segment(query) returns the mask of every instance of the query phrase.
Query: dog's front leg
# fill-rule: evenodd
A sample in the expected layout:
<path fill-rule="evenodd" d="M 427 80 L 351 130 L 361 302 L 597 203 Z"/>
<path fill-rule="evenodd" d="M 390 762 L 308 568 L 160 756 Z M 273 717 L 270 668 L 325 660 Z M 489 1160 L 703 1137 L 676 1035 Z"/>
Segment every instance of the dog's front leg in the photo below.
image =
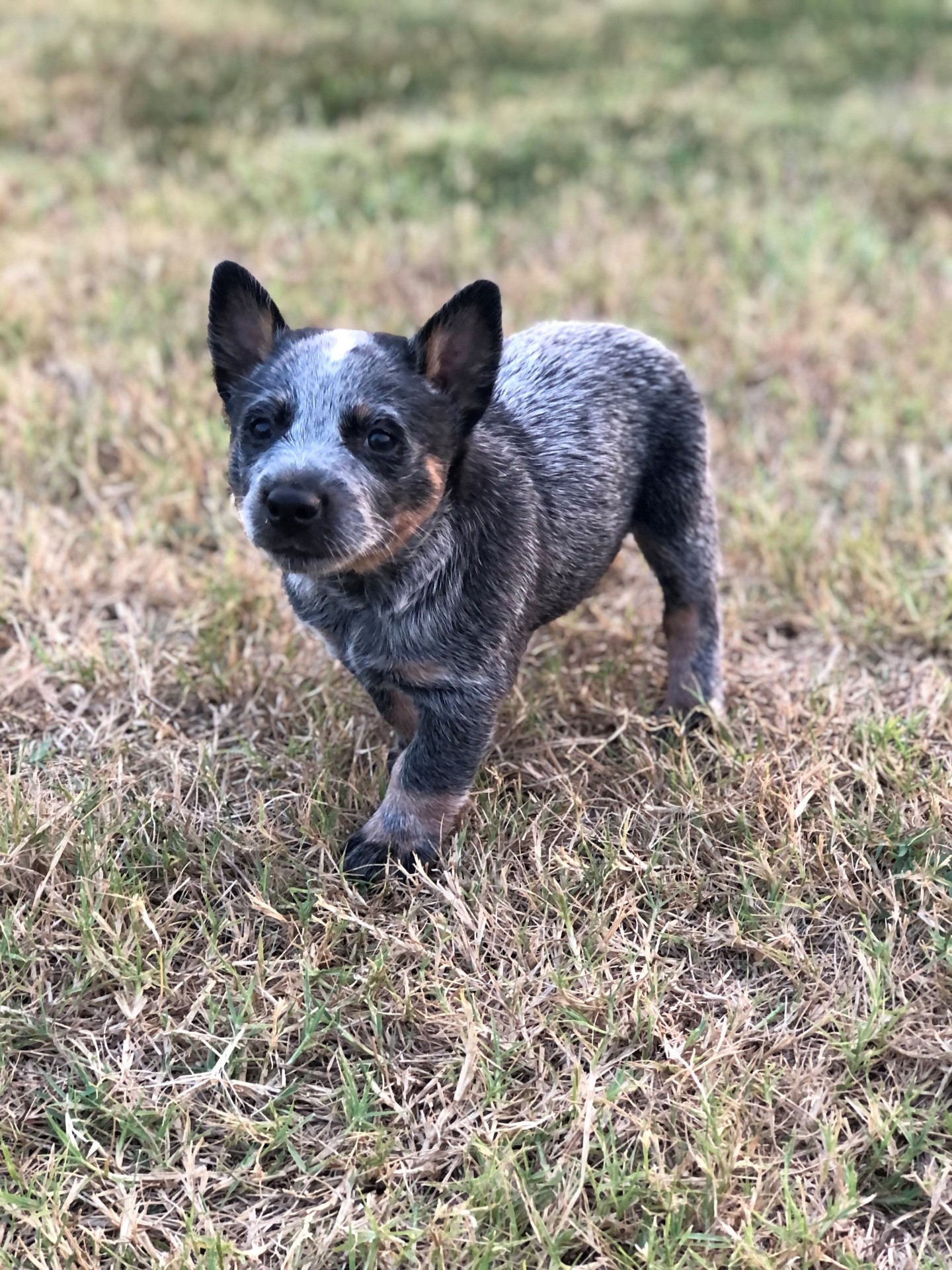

□ □ □ □

Which lines in the data contain the string "rule" with matching case? Copy each of those lines in full.

# fill-rule: evenodd
<path fill-rule="evenodd" d="M 427 80 L 351 130 L 361 302 L 597 203 Z"/>
<path fill-rule="evenodd" d="M 390 762 L 308 568 L 160 756 Z M 273 717 L 270 668 L 325 660 Z M 489 1160 L 703 1137 L 676 1035 Z"/>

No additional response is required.